• Instructions for the task:
List each line of the items below that contains the string "flowering".

Point-based annotation data
::::

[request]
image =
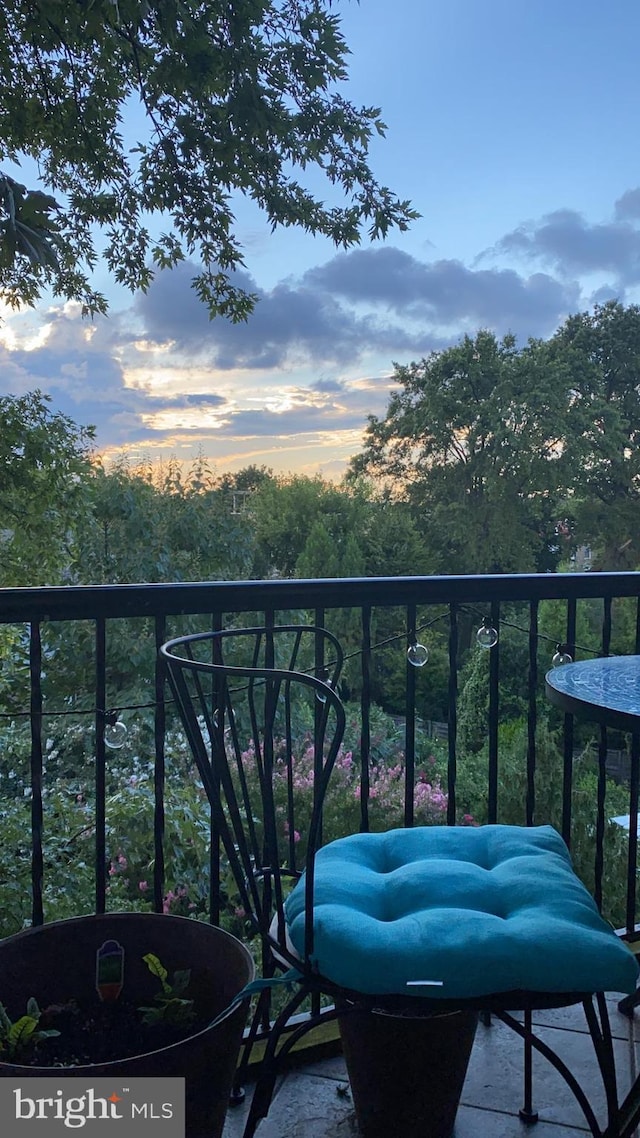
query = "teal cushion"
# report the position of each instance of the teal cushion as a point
(482, 909)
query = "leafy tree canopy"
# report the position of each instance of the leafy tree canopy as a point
(234, 96)
(473, 442)
(44, 464)
(600, 353)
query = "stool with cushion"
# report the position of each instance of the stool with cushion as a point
(417, 921)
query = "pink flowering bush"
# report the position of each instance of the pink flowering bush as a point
(343, 800)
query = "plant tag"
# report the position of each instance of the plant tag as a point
(109, 971)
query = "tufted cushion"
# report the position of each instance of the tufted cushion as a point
(484, 909)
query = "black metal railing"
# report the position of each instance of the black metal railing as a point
(90, 654)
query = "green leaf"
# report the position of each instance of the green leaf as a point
(157, 970)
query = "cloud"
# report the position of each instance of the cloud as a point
(79, 367)
(293, 321)
(446, 293)
(628, 206)
(572, 246)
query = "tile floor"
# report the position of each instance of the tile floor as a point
(314, 1102)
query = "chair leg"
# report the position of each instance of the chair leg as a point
(265, 1082)
(527, 1114)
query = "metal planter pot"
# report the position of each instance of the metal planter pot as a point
(407, 1073)
(57, 962)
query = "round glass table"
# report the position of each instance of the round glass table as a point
(606, 690)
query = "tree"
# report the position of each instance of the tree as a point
(44, 464)
(234, 97)
(600, 352)
(474, 443)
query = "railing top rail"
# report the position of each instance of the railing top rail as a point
(78, 602)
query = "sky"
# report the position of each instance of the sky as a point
(511, 128)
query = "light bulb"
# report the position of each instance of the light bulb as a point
(115, 734)
(417, 654)
(486, 635)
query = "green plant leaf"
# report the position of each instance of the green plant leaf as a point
(157, 970)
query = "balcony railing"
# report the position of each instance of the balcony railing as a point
(85, 656)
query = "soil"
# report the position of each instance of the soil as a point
(103, 1033)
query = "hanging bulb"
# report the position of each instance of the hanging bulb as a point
(115, 734)
(417, 654)
(560, 657)
(486, 635)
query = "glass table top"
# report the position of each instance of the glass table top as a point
(606, 690)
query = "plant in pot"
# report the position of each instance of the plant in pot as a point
(125, 995)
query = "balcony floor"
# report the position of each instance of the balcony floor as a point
(313, 1102)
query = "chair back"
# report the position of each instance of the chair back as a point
(251, 700)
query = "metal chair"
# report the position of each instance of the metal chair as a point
(241, 694)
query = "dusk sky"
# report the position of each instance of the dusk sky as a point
(514, 130)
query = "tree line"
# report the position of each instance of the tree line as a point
(491, 458)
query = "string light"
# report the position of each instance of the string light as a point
(417, 654)
(115, 732)
(486, 635)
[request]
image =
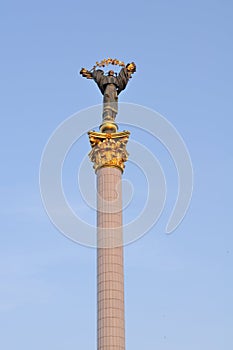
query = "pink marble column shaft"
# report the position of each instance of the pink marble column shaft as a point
(110, 276)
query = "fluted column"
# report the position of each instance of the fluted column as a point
(108, 155)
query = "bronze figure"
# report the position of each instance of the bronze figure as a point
(110, 85)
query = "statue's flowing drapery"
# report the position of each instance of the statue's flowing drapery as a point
(111, 86)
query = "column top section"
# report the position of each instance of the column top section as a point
(108, 149)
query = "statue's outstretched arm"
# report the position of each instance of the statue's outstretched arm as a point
(86, 73)
(131, 68)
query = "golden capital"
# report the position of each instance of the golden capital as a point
(108, 149)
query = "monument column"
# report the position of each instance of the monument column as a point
(108, 155)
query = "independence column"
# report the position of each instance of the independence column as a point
(109, 155)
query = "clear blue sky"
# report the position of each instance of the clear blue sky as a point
(178, 287)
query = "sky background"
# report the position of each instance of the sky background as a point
(179, 287)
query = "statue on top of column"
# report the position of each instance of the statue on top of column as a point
(110, 85)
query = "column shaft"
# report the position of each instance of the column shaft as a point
(110, 274)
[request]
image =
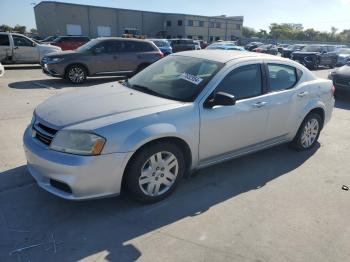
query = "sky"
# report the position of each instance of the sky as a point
(259, 14)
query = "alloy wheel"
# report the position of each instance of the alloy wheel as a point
(158, 173)
(310, 133)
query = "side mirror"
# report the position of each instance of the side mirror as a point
(221, 99)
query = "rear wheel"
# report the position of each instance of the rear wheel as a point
(308, 132)
(76, 74)
(154, 172)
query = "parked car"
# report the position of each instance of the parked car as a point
(343, 56)
(70, 42)
(163, 45)
(19, 49)
(197, 45)
(280, 47)
(287, 52)
(225, 46)
(184, 112)
(48, 39)
(203, 44)
(102, 56)
(341, 77)
(312, 56)
(2, 70)
(180, 45)
(252, 45)
(266, 49)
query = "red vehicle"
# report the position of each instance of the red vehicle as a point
(70, 42)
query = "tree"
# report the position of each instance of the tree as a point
(5, 28)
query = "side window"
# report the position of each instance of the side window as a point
(4, 40)
(243, 82)
(281, 77)
(21, 41)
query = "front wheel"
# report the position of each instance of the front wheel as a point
(76, 74)
(154, 172)
(308, 133)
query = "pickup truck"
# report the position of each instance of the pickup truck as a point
(19, 49)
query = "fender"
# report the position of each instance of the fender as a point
(311, 105)
(157, 131)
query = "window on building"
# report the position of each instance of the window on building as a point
(104, 31)
(73, 29)
(4, 40)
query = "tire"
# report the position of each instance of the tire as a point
(308, 133)
(76, 74)
(148, 178)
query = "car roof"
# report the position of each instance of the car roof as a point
(223, 56)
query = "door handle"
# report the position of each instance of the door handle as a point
(260, 104)
(302, 94)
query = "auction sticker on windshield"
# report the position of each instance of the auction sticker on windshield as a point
(191, 78)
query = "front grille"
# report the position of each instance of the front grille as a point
(61, 186)
(43, 133)
(342, 81)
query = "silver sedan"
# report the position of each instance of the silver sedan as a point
(185, 112)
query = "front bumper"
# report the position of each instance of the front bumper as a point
(87, 177)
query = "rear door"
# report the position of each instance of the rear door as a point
(104, 58)
(5, 47)
(24, 50)
(285, 99)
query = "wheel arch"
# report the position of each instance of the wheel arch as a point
(76, 63)
(180, 142)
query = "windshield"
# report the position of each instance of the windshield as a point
(161, 43)
(312, 48)
(88, 46)
(345, 51)
(175, 77)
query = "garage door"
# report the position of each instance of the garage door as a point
(104, 31)
(73, 29)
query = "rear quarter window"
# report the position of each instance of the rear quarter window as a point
(282, 77)
(4, 40)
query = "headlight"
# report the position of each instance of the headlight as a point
(78, 142)
(55, 60)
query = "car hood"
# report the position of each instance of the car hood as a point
(305, 53)
(45, 47)
(344, 70)
(97, 102)
(344, 55)
(62, 53)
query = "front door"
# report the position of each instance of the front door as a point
(25, 50)
(225, 129)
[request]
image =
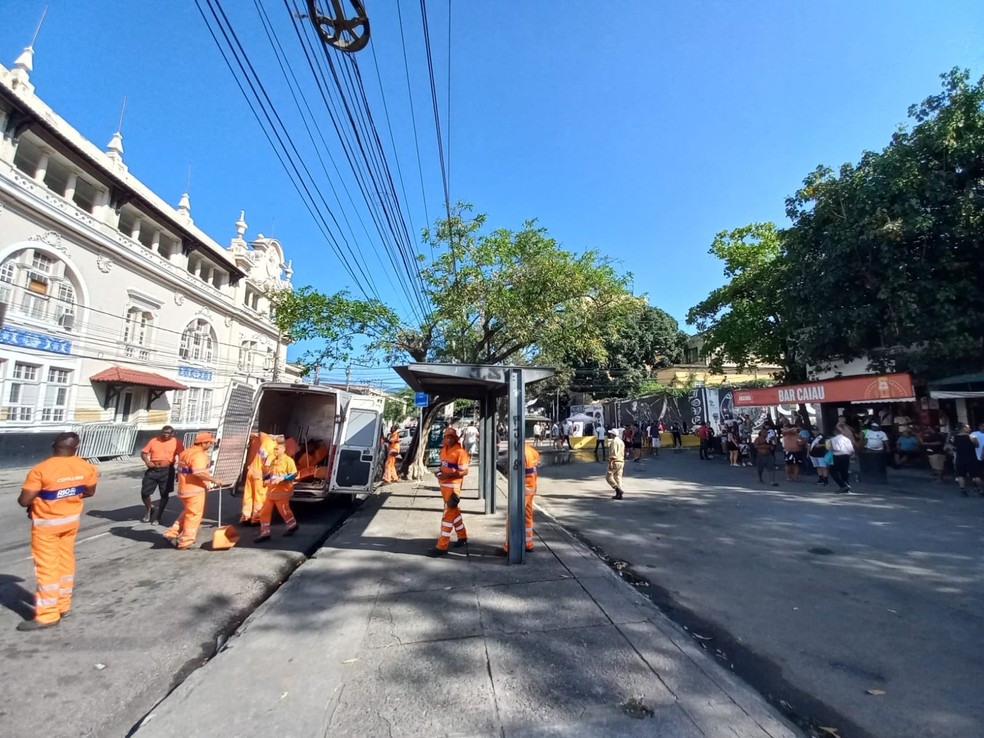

::::

• Expected answer:
query = "pink flowering bush"
# report the position of each instance of the pink flowering bush as a point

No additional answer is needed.